- Instructions to follow -
Reproduce each of the entries below word for word, with nothing changed.

- Data -
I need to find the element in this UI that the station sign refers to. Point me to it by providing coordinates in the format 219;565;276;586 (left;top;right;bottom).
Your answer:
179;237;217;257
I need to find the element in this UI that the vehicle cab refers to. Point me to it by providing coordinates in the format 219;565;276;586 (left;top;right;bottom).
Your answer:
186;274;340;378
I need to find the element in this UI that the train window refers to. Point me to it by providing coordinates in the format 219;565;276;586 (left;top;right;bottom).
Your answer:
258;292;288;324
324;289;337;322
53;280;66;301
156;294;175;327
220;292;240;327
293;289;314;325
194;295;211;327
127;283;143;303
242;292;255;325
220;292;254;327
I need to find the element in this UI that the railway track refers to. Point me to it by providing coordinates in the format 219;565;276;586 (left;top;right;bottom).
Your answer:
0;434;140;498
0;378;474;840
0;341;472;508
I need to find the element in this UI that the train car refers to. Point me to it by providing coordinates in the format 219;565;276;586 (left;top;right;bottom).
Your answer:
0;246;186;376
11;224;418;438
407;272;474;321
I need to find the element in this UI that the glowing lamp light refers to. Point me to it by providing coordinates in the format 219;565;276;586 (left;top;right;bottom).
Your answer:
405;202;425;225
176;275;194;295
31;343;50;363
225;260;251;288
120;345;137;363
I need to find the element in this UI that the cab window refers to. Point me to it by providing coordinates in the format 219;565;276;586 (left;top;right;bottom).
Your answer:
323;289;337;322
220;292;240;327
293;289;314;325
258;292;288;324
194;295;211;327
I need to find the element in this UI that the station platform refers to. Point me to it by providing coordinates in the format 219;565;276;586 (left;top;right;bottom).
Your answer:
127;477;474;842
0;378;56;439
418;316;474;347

- Finished answer -
I need to find the element in this UI that the station sign refers to. Point me to it by providing coordinates in the format 219;565;276;586 (left;top;right;bottom).
Your answer:
179;237;217;257
I need to find the element in this UI that the vehicle cab refers to. Point me to it by providing coordinates in the format 219;565;276;586 (left;top;right;bottom).
Your answer:
186;274;340;378
I need to find the element in this UI that the train window refers to. Point me to it by providing coordinates in the format 219;565;276;586 (left;top;right;bottom).
Your answer:
258;292;288;324
324;289;337;322
53;280;66;301
156;294;175;327
220;292;240;327
293;289;314;325
194;295;211;327
127;283;143;303
242;292;255;325
220;292;254;327
I need to find the element in this UI that the railway track refers to. Point me to it by providing coordinates in the format 219;565;276;586 (left;top;right;bottom).
Your answer:
0;434;140;498
0;378;474;840
0;341;472;508
I need to find the element in this UI that the train car refers to. Point me to it by providing coordinates in the format 219;565;276;586 (left;top;right;bottom).
Your answer:
0;246;186;376
11;224;418;438
407;272;474;321
I need to find the element in this UI that the glowing lamp light refers to. Point me to it by providing coordinates in the format 219;565;276;586 (left;top;right;bottom).
Your answer:
405;202;425;225
176;275;194;295
31;343;50;363
225;260;251;288
120;345;137;363
I need to find the element in this UI that the cab window refers to. Point me to it by providing coordinates in the format 219;565;276;586 (left;top;right;bottom).
Your answer:
323;289;337;322
220;292;240;327
293;289;314;325
258;292;288;324
194;295;211;327
I need to find the element in this UI that the station platform refers to. Point me to it by providing coordinates in the format 219;565;276;586 (left;top;right;bottom).
Your answer:
127;477;474;842
0;378;56;439
418;316;474;347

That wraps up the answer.